EST
EST

Reputation: 517

BASH : mount usb drive on a non root user does not give rights to write to the drive

I am using the mount command in a script to mount a usb drive in Bash. I have turned off haldameon, and autofs so that the drive will not automount.

Everything works in Root and also if you run it in root then switch to the non-root account. However when coming from shutdown into the non-root account and then running the script the drive will mount but not allow write commands.

Here is some pseudo code:

turn off autofs, haldaemon insert drives manually into the computer run the mount try to write using the directory /mnt/

error permissions

Here is the turn off automount code.

#stop automounter
/etc/init.d/autofs stop 
#stop hal daemon, this is the hardware abstraction layer
/etc/init.d/haldaemon stop 

Here is the mount code:

    #WHITE---------------------------------------

    if grep -qs '/mnt/WHITE' /proc/mounts; then 
        echo "WHITE Mounted re-mounting Unnecessary" 
    else
        #check if the directories are already there and remove if necessary
        if [ -d "/mnt/WHITE" ] ; then
            rmdir "/mnt/WHITE"

## MATERIAL PROVIDED:
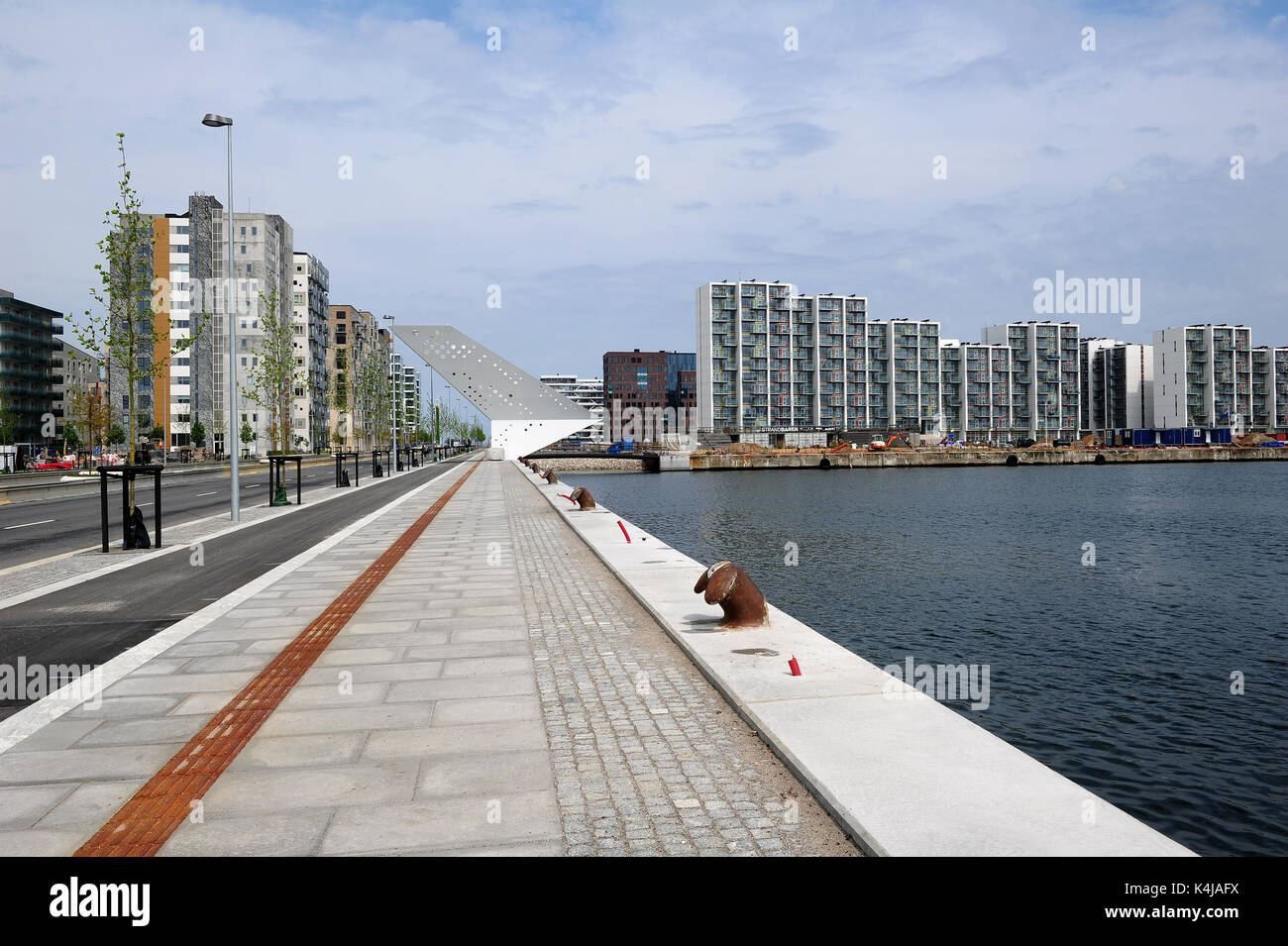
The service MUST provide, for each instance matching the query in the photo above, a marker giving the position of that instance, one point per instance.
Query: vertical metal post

## SET PROBLEM A:
List every distinct file or directory path that appears in the post about mounting a USB drive in Bash.
## SET PROBLEM B:
In the post about mounting a USB drive, what does the script comment say the hal daemon is?
## SET PROBLEM C:
Reproduce the post about mounting a USB drive from "Everything works in" to "allow write commands.".
The data above comes from a different source than the post.

## REPLY A:
/mnt/
/etc/init.d/autofs
/etc/init.d/haldaemon
/proc/mounts
/mnt/WHITE

## REPLY B:
The hardware abstraction layer.

## REPLY C:
Everything works in Root and also if you run it in root then switch to the non-root account. However when coming from shutdown into the non-root account and then running the script the drive will mount but not allow write commands.